═══ PROVIDED DATA

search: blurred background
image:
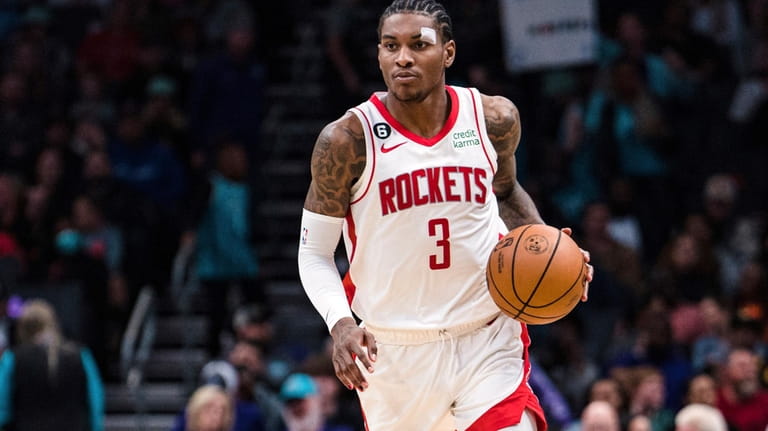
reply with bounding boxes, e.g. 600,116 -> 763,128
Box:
0,0 -> 768,431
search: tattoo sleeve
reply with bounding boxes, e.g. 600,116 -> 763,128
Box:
484,97 -> 544,229
304,114 -> 365,217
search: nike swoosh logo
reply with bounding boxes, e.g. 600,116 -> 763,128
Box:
381,141 -> 408,153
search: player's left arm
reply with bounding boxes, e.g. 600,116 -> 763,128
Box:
482,95 -> 544,229
482,95 -> 594,301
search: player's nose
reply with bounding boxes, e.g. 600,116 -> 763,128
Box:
395,47 -> 413,67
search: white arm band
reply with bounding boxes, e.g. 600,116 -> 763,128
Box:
299,209 -> 352,331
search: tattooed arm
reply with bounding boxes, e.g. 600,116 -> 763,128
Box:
298,113 -> 377,391
304,113 -> 365,217
482,95 -> 544,230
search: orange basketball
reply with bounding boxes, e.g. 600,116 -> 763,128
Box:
486,224 -> 587,325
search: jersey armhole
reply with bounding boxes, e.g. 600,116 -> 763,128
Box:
467,88 -> 499,174
349,107 -> 376,205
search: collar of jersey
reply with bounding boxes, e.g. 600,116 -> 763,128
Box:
370,85 -> 459,147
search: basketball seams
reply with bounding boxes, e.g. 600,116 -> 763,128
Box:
512,229 -> 563,318
485,226 -> 530,315
528,256 -> 585,308
510,225 -> 533,319
486,224 -> 587,325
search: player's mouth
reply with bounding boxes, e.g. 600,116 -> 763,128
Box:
393,72 -> 418,82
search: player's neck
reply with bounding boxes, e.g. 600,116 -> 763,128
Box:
383,86 -> 451,138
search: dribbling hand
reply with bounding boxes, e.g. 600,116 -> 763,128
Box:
560,227 -> 595,302
331,317 -> 377,392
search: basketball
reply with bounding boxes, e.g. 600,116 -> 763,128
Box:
486,224 -> 587,325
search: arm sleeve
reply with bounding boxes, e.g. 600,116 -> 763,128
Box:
0,350 -> 15,429
298,209 -> 352,331
80,349 -> 104,431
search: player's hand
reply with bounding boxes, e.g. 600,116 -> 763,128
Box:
560,227 -> 595,302
331,317 -> 377,392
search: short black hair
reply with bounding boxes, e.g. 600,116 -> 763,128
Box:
377,0 -> 453,42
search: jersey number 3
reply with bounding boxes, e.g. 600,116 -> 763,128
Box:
428,218 -> 451,269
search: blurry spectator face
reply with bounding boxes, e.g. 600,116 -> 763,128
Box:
0,72 -> 27,105
218,145 -> 248,181
589,379 -> 623,410
688,374 -> 717,406
616,13 -> 645,45
581,401 -> 620,431
24,187 -> 49,221
83,151 -> 112,179
612,61 -> 643,102
685,214 -> 712,243
725,349 -> 760,399
37,149 -> 63,188
699,298 -> 728,332
627,415 -> 652,431
229,342 -> 265,391
72,119 -> 107,154
635,373 -> 666,410
197,394 -> 229,431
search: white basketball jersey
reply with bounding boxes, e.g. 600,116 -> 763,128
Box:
344,86 -> 507,329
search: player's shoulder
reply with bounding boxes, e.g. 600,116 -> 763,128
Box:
318,111 -> 365,146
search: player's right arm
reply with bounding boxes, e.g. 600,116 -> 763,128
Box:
299,113 -> 376,391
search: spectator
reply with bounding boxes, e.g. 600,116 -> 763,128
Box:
650,233 -> 721,305
187,142 -> 265,356
629,367 -> 674,431
187,15 -> 266,168
280,373 -> 352,431
627,413 -> 654,431
77,0 -> 139,88
575,202 -> 646,360
717,348 -> 768,431
183,385 -> 235,431
685,373 -> 717,406
579,401 -> 621,431
0,300 -> 104,431
171,360 -> 272,431
675,404 -> 728,431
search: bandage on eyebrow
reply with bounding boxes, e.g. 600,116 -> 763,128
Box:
421,27 -> 437,45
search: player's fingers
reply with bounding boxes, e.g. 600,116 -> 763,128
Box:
581,263 -> 595,302
363,331 -> 379,364
333,355 -> 368,391
579,248 -> 592,262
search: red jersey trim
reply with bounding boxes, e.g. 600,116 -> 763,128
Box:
341,272 -> 357,306
348,107 -> 376,205
370,85 -> 459,147
467,322 -> 547,431
469,90 -> 496,175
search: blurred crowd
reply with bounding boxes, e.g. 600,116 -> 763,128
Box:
0,0 -> 768,431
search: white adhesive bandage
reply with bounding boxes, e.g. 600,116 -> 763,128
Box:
421,27 -> 437,45
298,209 -> 352,331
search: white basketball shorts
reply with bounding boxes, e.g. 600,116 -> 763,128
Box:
358,314 -> 546,431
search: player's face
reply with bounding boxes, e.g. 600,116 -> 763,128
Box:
378,14 -> 456,102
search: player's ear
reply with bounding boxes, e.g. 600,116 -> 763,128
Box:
443,40 -> 456,68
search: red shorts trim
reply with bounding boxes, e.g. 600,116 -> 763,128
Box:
467,383 -> 547,431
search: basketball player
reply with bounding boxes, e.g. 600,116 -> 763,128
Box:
299,0 -> 592,431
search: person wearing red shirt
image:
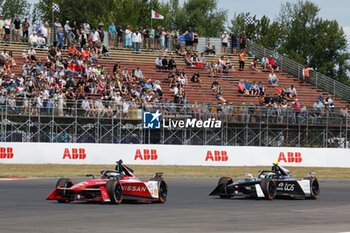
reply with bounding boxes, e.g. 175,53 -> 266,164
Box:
269,55 -> 278,71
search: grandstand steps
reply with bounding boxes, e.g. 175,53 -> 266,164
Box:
0,44 -> 346,107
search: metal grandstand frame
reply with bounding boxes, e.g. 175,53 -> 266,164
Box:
247,42 -> 350,103
0,99 -> 350,148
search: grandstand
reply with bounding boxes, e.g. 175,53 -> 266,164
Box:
0,40 -> 350,148
0,44 -> 346,108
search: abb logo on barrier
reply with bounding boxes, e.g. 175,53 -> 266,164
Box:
134,149 -> 158,160
205,150 -> 228,162
0,147 -> 13,159
278,152 -> 303,163
63,148 -> 86,159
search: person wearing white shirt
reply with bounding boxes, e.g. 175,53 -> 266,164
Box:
135,66 -> 144,80
41,23 -> 49,42
269,70 -> 279,86
221,31 -> 228,54
125,26 -> 132,48
156,57 -> 163,69
91,29 -> 100,44
29,31 -> 39,47
39,34 -> 46,48
4,16 -> 12,42
132,29 -> 142,52
83,22 -> 90,38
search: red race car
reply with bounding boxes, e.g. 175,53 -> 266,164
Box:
46,160 -> 168,204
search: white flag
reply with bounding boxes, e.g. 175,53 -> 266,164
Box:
152,10 -> 164,19
245,16 -> 255,24
52,3 -> 60,12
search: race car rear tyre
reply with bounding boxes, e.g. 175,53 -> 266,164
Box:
56,178 -> 73,203
106,179 -> 123,204
154,177 -> 168,203
305,177 -> 320,199
218,177 -> 233,199
260,178 -> 277,200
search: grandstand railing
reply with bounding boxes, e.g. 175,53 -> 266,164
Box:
247,41 -> 350,102
0,100 -> 350,148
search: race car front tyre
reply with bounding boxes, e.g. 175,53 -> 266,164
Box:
260,178 -> 277,200
218,177 -> 233,199
153,177 -> 168,203
56,178 -> 73,203
305,177 -> 320,199
106,179 -> 123,204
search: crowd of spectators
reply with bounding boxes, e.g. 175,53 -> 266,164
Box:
0,16 -> 349,123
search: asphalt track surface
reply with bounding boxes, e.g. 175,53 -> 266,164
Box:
0,178 -> 350,233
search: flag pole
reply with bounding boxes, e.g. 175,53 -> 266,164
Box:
151,10 -> 154,49
51,5 -> 55,45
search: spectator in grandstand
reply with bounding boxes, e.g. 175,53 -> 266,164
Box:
0,15 -> 5,40
240,103 -> 250,123
239,31 -> 249,53
63,20 -> 72,45
211,78 -> 219,92
20,18 -> 30,42
185,52 -> 193,66
67,29 -> 75,47
261,56 -> 271,70
287,85 -> 298,98
239,49 -> 245,70
28,46 -> 37,61
4,16 -> 12,42
91,28 -> 100,45
198,53 -> 207,67
116,24 -> 124,49
168,57 -> 176,70
205,42 -> 216,55
221,31 -> 229,55
191,71 -> 201,87
268,70 -> 279,86
41,23 -> 50,44
97,22 -> 105,44
170,28 -> 180,50
13,15 -> 21,43
29,31 -> 39,47
237,79 -> 247,94
244,80 -> 251,95
108,22 -> 117,48
183,27 -> 194,52
258,81 -> 265,95
142,27 -> 151,49
193,30 -> 199,53
135,66 -> 145,81
162,56 -> 169,70
39,34 -> 46,48
132,29 -> 142,53
56,28 -> 65,48
249,58 -> 260,72
231,32 -> 237,55
250,81 -> 259,95
269,55 -> 279,71
339,104 -> 350,120
215,85 -> 226,103
303,65 -> 314,83
125,26 -> 132,48
155,56 -> 163,70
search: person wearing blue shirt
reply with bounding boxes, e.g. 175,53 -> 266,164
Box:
56,28 -> 64,48
108,22 -> 117,48
183,27 -> 194,51
244,80 -> 251,94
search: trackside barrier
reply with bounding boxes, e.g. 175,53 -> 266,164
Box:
0,143 -> 350,167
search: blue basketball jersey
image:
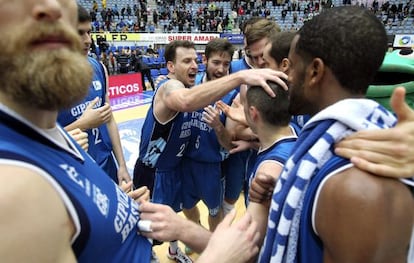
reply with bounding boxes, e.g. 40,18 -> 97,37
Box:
0,106 -> 152,263
185,74 -> 234,163
245,124 -> 299,204
58,57 -> 117,179
296,156 -> 349,263
139,79 -> 191,169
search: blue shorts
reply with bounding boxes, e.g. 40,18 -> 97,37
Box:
152,167 -> 183,212
182,158 -> 223,216
222,151 -> 250,200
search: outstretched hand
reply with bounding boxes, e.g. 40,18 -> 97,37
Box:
80,97 -> 112,129
197,209 -> 259,263
335,87 -> 414,178
242,68 -> 288,97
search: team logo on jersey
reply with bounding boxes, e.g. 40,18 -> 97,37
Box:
92,80 -> 102,90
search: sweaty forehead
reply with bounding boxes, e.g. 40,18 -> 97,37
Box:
176,47 -> 197,60
208,52 -> 231,62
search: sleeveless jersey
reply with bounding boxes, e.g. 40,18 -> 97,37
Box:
0,106 -> 152,263
139,79 -> 191,169
245,123 -> 299,204
185,74 -> 236,163
296,156 -> 349,263
58,57 -> 116,174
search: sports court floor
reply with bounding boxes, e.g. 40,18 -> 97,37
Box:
111,91 -> 245,263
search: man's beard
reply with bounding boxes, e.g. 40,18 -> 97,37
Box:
0,21 -> 92,111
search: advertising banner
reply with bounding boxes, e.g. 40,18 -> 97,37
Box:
108,72 -> 143,99
393,34 -> 414,48
92,33 -> 220,44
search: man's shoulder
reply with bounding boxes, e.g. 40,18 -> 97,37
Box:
322,166 -> 407,205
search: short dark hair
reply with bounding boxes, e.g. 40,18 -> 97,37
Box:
295,6 -> 388,95
245,19 -> 281,46
269,31 -> 296,64
246,81 -> 291,126
241,16 -> 265,34
78,3 -> 92,23
204,38 -> 235,59
164,40 -> 195,62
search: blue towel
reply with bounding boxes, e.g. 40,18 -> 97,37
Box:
259,99 -> 397,263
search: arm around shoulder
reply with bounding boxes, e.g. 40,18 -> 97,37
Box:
315,167 -> 414,263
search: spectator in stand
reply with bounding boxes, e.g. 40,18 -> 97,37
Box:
117,48 -> 129,74
107,51 -> 118,75
133,56 -> 155,91
112,4 -> 119,19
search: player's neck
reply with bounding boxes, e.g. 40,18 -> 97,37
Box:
258,125 -> 294,149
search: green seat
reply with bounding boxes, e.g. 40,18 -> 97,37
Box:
366,50 -> 414,110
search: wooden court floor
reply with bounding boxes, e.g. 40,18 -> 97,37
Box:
111,92 -> 245,263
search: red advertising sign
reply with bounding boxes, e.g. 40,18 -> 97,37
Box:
108,72 -> 143,98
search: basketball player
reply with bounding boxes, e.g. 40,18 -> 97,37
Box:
58,5 -> 131,185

══════

TASK DESCRIPTION
Turn everything in the items above, from the line containing "search: player's fingers" down to the line containing "63,148 -> 86,159", into a numbered list, with both of those lines included. Leave out blank lines and any pictures.

RESULT BELOW
1. search: player's fingers
2. reply with bounding boxes, e.g. 600,116 -> 763,128
3. Box:
4. 581,263 -> 595,302
5. 363,331 -> 379,364
6. 333,355 -> 368,391
7. 579,248 -> 592,262
8. search: red jersey trim
9. reply with bounding boxes, e.g. 600,116 -> 763,128
10. Box:
11. 341,272 -> 357,306
12. 348,107 -> 376,205
13. 370,85 -> 459,147
14. 467,322 -> 547,431
15. 469,90 -> 496,175
16. search: blurred crowd
17. reply with bounding boxes, e.g. 600,116 -> 763,128
18. Box:
19. 0,0 -> 768,431
20. search: white adhesive bandage
21. reply with bounding boxes, e.g. 600,116 -> 763,128
22. Box:
23. 421,27 -> 437,45
24. 298,209 -> 352,331
25. search: white basketball shorts
26. reply with bounding boxes, e.g. 600,116 -> 763,128
27. Box:
28. 358,314 -> 546,431
29. search: player's face
30. reply with bounding boxes, e.g. 600,116 -> 763,128
31. Box:
32. 378,14 -> 456,102
33. search: player's ear
34. reply with bounding boxes, e.g. 600,116 -> 763,128
35. Box:
36. 443,40 -> 456,68
37. search: red shorts trim
38. reply with bounding boxes, e.g. 600,116 -> 763,128
39. Box:
40. 467,383 -> 547,431
41. search: basketball player
42. reply with bounding boxes, e.g. 600,116 -> 763,128
43. Box:
44. 299,0 -> 592,431
45. search: person wearing red shirt
46. image:
47. reply with bounding boxes, e.g. 175,53 -> 266,164
48. Box:
49. 269,55 -> 278,71
50. search: grandstand steps
51. reply with bounding boxes, e.g. 175,53 -> 266,164
52. Box:
53. 0,44 -> 346,107
54. search: metal grandstand frame
55. reply with bounding boxes, e.g. 175,53 -> 266,164
56. Box:
57. 247,42 -> 350,103
58. 0,99 -> 350,148
59. search: grandstand
60. reply with bounding boxes, e.g. 175,53 -> 266,164
61. Box:
62. 0,40 -> 350,148
63. 0,44 -> 346,108
64. search: abb logo on barrier
65. reply with bounding boxes, e.g. 175,53 -> 266,164
66. Box:
67. 134,149 -> 158,160
68. 205,150 -> 228,162
69. 0,147 -> 13,159
70. 278,152 -> 303,163
71. 63,148 -> 86,159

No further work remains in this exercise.